**Texto do documento**
* * *
Atualmente, os atletas que chegam ao topo do alto rendimento têm acompanhamento psicológico, mas “mesmo aí há muitas lacunas”, confessa Jorge Silvério.
“Se olharmos para a outra ponta do espectro, em relação a árbitros e atletas, quando eles começam não têm, na maior parte dos casos, esse acompanhamento e seria uma altura que seria extremamente importante terem”, defende. “Porque, se houvesse esse acompanhamento, aumentaria a capacidade de a carreira chegar ainda mais longe e ter maior sucesso.”
Mas este psicólogo do desporto vai mais longe: seria fundamental reforçar esse acompanhamento entre os jovens e as suas famílias. “Quando sou procurado por jovens atletas, uma das coisas que digo logo na sessão inicial é que também vou trabalhar com os pais e quero também intervir a esse nível”, admite.
“Muitas vezes a ansiedade, sobretudo que os jovens atletas revelam, passa muito pelo comportamento dos pais e há até atletas que pedem aos pais para não irem assistir às provas porque o comportamento dos pais acaba por os colocar ainda mais nervosos do que a situação competitiva já provoca”, exemplifica.
Em declarações a Bola Branca, a psicóloga do desporto Ana Bispo Ramires lembra (e lamenta): “Não há formação de pais. Porque temos de exigir aos pais que se comportem da forma A, B ou C se ninguém lhes diz que forma é essa. É para eles adivinharem? Isto não faz sentido nenhum, Temos de dar informação às famílias, é um passo que temos de dar em Portugal”.
Há uns anos, a situação do guarda-redes Robert Enke chocou o mundo do futebol. Um jogador de seleção que passou por grandes clubes acabou por se suicidar.
Jorge Silvério reforça: “Isto prova-nos que a parte mental é extremamente importante e temos de cuidar dessa parte, sem ter medo, nem receio ou vergonha de procurar ajuda quando não estamos a conseguir lidar com as situações sozinhos”.
* * *
**Extrato de dados**
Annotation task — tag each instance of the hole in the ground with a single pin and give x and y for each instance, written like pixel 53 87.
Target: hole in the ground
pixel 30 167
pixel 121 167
* * *
**As suas tarefas**
a. Reproduza o trecho do texto sobre psicologia do desporto entre "Atualmente, os atletas" e "confessa Jorge Silvério.", inclusive, substituindo "lacunas" por "falhas".
b. Responda com base no texto sobre psicologia do desporto:
(i) Qual é o nome do guarda-redes cuja situação chocou o mundo do futebol?
(ii) A que órgão fez Ana Bispo Ramires as suas declarações?
(iii) O que diz Jorge Silvério aos jovens atletas logo na sessão inicial?
Baseie-se exclusivamente no texto sobre psicologia do desporto.

**Respostas por ordem**
a.
Atualmente, os atletas que chegam ao topo do alto rendimento têm acompanhamento psicológico, mas “mesmo aí há muitas falhas”, confessa Jorge Silvério.

b.
(i) Robert Enke.
(ii) A Bola Branca.
(iii) Diz-lhes que também vai trabalhar com os pais e que quer também intervir a esse nível.